— START Dataset —

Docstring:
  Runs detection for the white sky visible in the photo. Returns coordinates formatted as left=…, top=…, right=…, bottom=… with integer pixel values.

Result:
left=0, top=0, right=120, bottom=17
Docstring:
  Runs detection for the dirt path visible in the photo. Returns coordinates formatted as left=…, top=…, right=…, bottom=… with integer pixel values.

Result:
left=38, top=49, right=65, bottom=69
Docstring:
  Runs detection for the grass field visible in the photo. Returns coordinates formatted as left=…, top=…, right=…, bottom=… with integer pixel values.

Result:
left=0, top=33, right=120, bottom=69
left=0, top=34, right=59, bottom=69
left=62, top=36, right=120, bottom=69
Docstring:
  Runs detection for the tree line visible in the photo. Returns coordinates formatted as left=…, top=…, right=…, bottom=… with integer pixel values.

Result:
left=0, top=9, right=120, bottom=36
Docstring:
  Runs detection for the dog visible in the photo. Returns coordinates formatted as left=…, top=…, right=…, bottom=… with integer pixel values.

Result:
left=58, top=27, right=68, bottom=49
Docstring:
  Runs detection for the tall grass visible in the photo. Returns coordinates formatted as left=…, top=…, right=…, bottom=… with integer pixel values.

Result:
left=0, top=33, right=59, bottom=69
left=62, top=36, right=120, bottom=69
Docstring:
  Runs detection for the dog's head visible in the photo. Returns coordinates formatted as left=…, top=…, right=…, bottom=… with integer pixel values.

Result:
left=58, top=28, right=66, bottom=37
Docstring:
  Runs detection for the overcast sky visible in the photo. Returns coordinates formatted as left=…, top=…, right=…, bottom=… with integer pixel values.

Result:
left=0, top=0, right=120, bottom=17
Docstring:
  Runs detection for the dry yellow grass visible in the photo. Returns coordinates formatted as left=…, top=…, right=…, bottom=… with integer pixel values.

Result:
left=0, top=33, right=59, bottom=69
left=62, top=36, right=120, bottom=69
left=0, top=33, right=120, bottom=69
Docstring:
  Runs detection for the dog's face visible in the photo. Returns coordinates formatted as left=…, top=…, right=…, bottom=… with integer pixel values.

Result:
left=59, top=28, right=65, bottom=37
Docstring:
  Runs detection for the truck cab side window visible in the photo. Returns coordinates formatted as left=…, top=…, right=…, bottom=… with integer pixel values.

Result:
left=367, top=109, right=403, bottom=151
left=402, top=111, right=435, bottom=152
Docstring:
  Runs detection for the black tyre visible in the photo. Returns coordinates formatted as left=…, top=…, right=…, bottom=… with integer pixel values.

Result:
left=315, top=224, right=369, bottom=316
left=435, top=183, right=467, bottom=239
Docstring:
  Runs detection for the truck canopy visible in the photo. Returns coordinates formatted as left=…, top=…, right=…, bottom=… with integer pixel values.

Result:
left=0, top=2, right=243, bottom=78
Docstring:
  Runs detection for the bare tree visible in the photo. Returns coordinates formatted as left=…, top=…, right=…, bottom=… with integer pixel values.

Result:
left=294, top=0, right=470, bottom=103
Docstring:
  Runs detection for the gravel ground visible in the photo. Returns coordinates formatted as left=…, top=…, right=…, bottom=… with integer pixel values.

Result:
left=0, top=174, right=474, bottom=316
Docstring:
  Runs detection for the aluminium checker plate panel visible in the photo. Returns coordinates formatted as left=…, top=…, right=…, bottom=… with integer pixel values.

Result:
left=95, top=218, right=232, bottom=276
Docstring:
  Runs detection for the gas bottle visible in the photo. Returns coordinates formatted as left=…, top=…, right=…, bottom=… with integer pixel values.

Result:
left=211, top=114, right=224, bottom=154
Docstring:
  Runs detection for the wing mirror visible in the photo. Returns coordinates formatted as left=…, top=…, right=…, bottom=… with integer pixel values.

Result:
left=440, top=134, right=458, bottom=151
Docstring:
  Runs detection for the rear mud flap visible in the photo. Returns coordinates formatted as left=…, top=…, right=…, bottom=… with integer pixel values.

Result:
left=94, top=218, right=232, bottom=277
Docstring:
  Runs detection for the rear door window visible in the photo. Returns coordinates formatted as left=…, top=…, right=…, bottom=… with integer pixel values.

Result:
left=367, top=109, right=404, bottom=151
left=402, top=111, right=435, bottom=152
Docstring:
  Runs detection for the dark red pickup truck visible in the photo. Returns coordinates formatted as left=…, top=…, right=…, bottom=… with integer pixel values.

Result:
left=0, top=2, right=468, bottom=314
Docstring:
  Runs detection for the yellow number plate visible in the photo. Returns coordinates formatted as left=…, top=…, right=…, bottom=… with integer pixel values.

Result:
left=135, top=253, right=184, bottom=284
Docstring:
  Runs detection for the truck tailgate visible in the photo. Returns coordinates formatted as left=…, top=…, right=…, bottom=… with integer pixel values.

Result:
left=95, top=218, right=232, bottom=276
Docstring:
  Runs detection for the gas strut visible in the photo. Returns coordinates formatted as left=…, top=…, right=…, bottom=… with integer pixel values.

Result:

— END Dataset —

* Exercise prompt
From the records above, extract each line exactly as shown.

* Finished exercise
Docstring:
  Runs detection for the white sky visible in the photo. Returns coordinates formatted as left=…, top=…, right=…, bottom=… with integer pixel values.

Result:
left=0, top=0, right=120, bottom=17
Docstring:
  Runs detection for the dirt path visible in the photo. Returns coordinates formatted as left=…, top=…, right=…, bottom=… with integer pixel values.

Result:
left=38, top=49, right=65, bottom=69
Docstring:
  Runs detection for the grass field visible in the photo. Returns coordinates formatted as left=…, top=…, right=…, bottom=… with integer pixel values.

Result:
left=0, top=33, right=120, bottom=69
left=0, top=34, right=59, bottom=69
left=62, top=36, right=120, bottom=69
Docstring:
  Runs detection for the tree line visible in the photo. Returns coordinates formatted as left=…, top=…, right=…, bottom=… with integer pixel values.

Result:
left=0, top=9, right=120, bottom=36
Docstring:
  Runs detection for the dog visible in the photo. Returns coordinates formatted as left=…, top=…, right=…, bottom=… with integer pixel values.

Result:
left=58, top=27, right=68, bottom=49
Docstring:
  Runs detection for the tall grass visible in the photo. Returns coordinates formatted as left=…, top=…, right=…, bottom=… with integer pixel values.

Result:
left=0, top=33, right=59, bottom=69
left=62, top=36, right=120, bottom=69
Docstring:
  Runs detection for the dog's head visible in the photo. Returns coordinates formatted as left=…, top=…, right=…, bottom=… with integer pixel values.

Result:
left=58, top=28, right=66, bottom=37
Docstring:
  Runs detection for the overcast sky visible in the photo. Returns coordinates formatted as left=…, top=…, right=…, bottom=… with integer pixel values.

Result:
left=0, top=0, right=120, bottom=17
Docstring:
  Runs detection for the dry yellow grass visible in the photo. Returns coordinates formatted as left=…, top=…, right=…, bottom=… with integer pixel values.

Result:
left=0, top=33, right=59, bottom=69
left=62, top=36, right=120, bottom=69
left=0, top=33, right=120, bottom=69
Docstring:
  Runs detection for the dog's face visible in the photo. Returns coordinates formatted as left=…, top=…, right=…, bottom=… with integer pixel values.

Result:
left=59, top=28, right=65, bottom=37
Docstring:
  Runs detection for the truck cab side window visible in the photo. Returns coordinates formatted as left=…, top=…, right=…, bottom=… with integer pixel values.

Result:
left=367, top=109, right=403, bottom=151
left=402, top=111, right=435, bottom=152
Docstring:
  Runs detection for the black tyre visible in the photo. Returns coordinates formatted as left=…, top=…, right=…, bottom=… with integer pixel values.

Result:
left=315, top=224, right=369, bottom=316
left=435, top=183, right=467, bottom=239
Docstring:
  Runs detection for the truck canopy visible in the photo. Returns coordinates formatted as left=…, top=…, right=…, bottom=… with integer pixel values.

Result:
left=0, top=2, right=243, bottom=78
Docstring:
  Runs detection for the bare tree visible in the photo. Returns coordinates formatted as left=…, top=…, right=…, bottom=… with integer pixel values.

Result:
left=294, top=0, right=470, bottom=103
Docstring:
  Runs detection for the gravel ground visible in the photo. Returns coordinates formatted as left=…, top=…, right=…, bottom=… with integer pixel values.

Result:
left=0, top=174, right=474, bottom=316
Docstring:
  Runs detection for the aluminium checker plate panel visible in the photo. Returns coordinates formatted as left=…, top=…, right=…, bottom=… with integer pixel values.

Result:
left=95, top=218, right=232, bottom=276
Docstring:
  Runs detection for the gas bottle visible in the photo. Returns coordinates formatted as left=…, top=…, right=…, bottom=… with integer pixel values.

Result:
left=211, top=114, right=224, bottom=154
Docstring:
  Runs detection for the wing mirror visible in the photo. Returns coordinates formatted as left=…, top=…, right=…, bottom=… with integer pixel values.

Result:
left=440, top=134, right=458, bottom=151
Docstring:
  Runs detection for the rear mud flap visible in the photo. Returns coordinates formatted as left=…, top=…, right=…, bottom=… with integer pixel values.

Result:
left=94, top=218, right=232, bottom=277
Docstring:
  Runs detection for the rear door window visible in the photo. Returns coordinates formatted as left=…, top=…, right=…, bottom=… with integer pixel values.

Result:
left=367, top=109, right=404, bottom=151
left=402, top=111, right=435, bottom=152
Docstring:
  Runs detection for the dark red pickup truck visible in the photo. Returns coordinates formatted as left=…, top=…, right=…, bottom=… with integer pixel values.

Result:
left=0, top=2, right=468, bottom=314
Docstring:
  Runs detection for the yellow number plate visible in the photo. Returns coordinates formatted as left=…, top=…, right=…, bottom=… with integer pixel values.

Result:
left=135, top=253, right=184, bottom=284
Docstring:
  Runs detection for the truck tailgate visible in the photo. Returns coordinates formatted as left=…, top=…, right=…, bottom=… with integer pixel values.

Result:
left=95, top=218, right=232, bottom=276
Docstring:
  Runs detection for the gas strut visible in the photo. Returns coordinates formatted as left=…, top=…, right=…, bottom=… with integer pixel values.

Result:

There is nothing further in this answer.